Required work:
1. According to the earnings call transcript, what share of customers are international?
2. Name every person who speaks in the earnings call transcript, leaving out the unnamed operator.
3. Carry on the earnings call transcript from its last line.

Extracted text:
We’re pretty excited about it, but we do see this as an opportunity for us to continue to drive the growth that we’ve been delivering over the last two years.
Todd McElhatton — Chief Financial Officer
I’d give you, Chad, is they do come to us about $5 million of ARR, and they have been growing at a very healthy clip. You think about that over 60% annually.
Chad Bennett — Craig-Hallum Capital Group — Analyst
Got it. Thanks for the color. Seems like a good fit.
Todd McElhatton — Chief Financial Officer
We’re excited about it. Thanks.
Operator
Your next question comes from the line of Brent Thill with Jefferies. Your line is open.
Luv Sodha — Jefferies — Analyst
This is Luv Sodha on for Brent. Maybe just to clarify on the previous question around the guidance, Todd. So are you saying that no macro headwinds have been embedded into that guide?
Todd McElhatton — Chief Financial Officer
We’ve derisked the numbers. The vast majority of that was FX, so we’ve proven as we thought about what the second half looks like, and we’ve got pretty good visibility into what the pipeline looks like and how we’re putting our deals together. So we think we’ve got an appropriate guide for half two based on the current environment.
Luv Sodha — Jefferies — Analyst
Got it. So that’s — you’re assuming that the current environment stays as is or gets a little bit worse?
Todd McElhatton — Chief Financial Officer
We’re assuming it as is.
Tien Tzuo — Founder and Chief Executive Officer
I would say that, look, what we’re seeing is the demand for what we do continues to be strong, both in our customer base and in the broader market at large, right? That being said, look, you know as well as I do, reading the press out there, people are talking about possible recession and so on and so forth. And so we’re going to be smart and prudent in this. But what you’re seeing is FX definitely is a big impact for us with 35% of our customers being international. We’re taking that into account.
We’re being cautious about the future and trying to make sure that we’re doing our best job guiding you all.
Luv Sodha — Jefferies — Analyst
Got it. In terms of the current pipeline, have you seen any deal pushouts? Or is it taking longer to get deals done given the current environment?
Tien Tzuo — Founder and Chief Executive Officer
Yes, we’re seeing a mixed picture there. And maybe Robbie can jump in here. But we’re seeing both deals go longer, but we’re also seeing a lot of deals actually have shorter sales cycles. So it really is a mixed picture for us.
And I would say the root of that is what we do is important. So our customers are continuing to invest in this area. You’re seeing that in the numbers, right, an increase in dollar-based retention rate and the decrease in churn, but it’s also still relevant for all companies moving to the subscription economy.
Robbie Traube
Tien, I agree on that side. I think the only other add I would say is, we continue with the sort of multi-products, right? It allows us some more avenues that we can go into and Zuora Collect, as we talked about in terms of large auto organization. We look at a large publisher that’s also come in, in the second quarter after with another product. So again, I can land in many different places around that.
So absolutely, we can see good positive momentum there. For a certain macro environment, we’re just going to be operationally a lot more bigger and that we focus on that side, and we’ll continue to do so.

[Stored records]
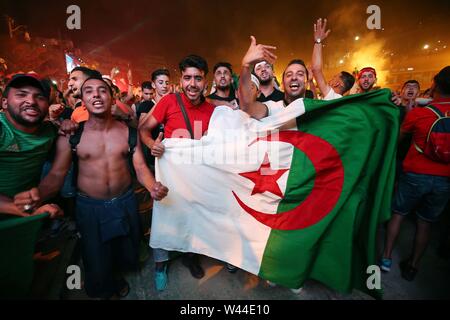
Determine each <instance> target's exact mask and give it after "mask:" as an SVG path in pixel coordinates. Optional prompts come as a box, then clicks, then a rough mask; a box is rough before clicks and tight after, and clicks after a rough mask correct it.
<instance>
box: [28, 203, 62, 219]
mask: <svg viewBox="0 0 450 320" xmlns="http://www.w3.org/2000/svg"><path fill="white" fill-rule="evenodd" d="M42 213H48V214H49V215H50V219H54V218H57V217H62V216H63V215H64V212H63V210H62V209H61V208H60V207H59V206H58V205H56V204H44V205H43V206H42V207H39V208H37V209H36V211H34V212H33V216H34V215H38V214H42Z"/></svg>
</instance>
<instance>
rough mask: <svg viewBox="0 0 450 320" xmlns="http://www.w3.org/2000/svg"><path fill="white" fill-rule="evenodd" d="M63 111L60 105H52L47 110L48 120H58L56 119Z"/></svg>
mask: <svg viewBox="0 0 450 320" xmlns="http://www.w3.org/2000/svg"><path fill="white" fill-rule="evenodd" d="M63 111H64V106H63V105H62V104H60V103H57V104H52V105H51V106H50V107H49V108H48V115H49V118H50V120H55V119H58V117H59V116H60V114H61V113H62V112H63Z"/></svg>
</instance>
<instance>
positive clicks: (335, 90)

Outputs in order:
1. 35%

2. Todd McElhatton, Chad Bennett, Luv Sodha, Tien Tzuo, Robbie Traube

3.
Tien Tzuo — Founder and Chief Executive Officer
Yes. That last point I would emphasize, right? Robbie runs a tight ship. He runs a tight operations and that discipline in the organization certainly is something that is incredibly important when there is macro level noise or macro level uncertainty.
Luv Sodha — Jefferies — Analyst
Got it. And one last one, if I may, on [inaudible]. Any lessons team from the Leeyo deal back in the day that you’re bringing to bear here in terms of the integration plan?
Tien Tzuo — Founder and Chief Executive Officer
Yes. So absolutely. I mean, look, this is a modern technology the company which founded four years ago with Leeyo. There’s something that was on-premise software, single-tenant software that we had to sort through made the integration much more challenging.
We’re not going to have a lot of those problems here, right? They’ve already built an integration. We’re going to deepen that integration now that it’s under one umbrella. You do have joint customers. And so — look, we learned a lot.
I would also say it’s a brand-new team here, right, with Todd, with Robbie, with Andy Cohen and our General Counsel side that drove a whole bunch of acquisitions at EMC. So we’re feeling pretty good, not just about what we’ve learned, but our ability to do a good job of bringing on this asset. And the last thing I would say is, one of the reasons we picked Silver Lake as a partner and have joined the Board is they’ve got a deep bench of experience in this area as well. So look, you always want to be smart.
You always want to be careful. You always want to make sure that you do a good job, but I’ve got a lot of confidence in our ability to execute.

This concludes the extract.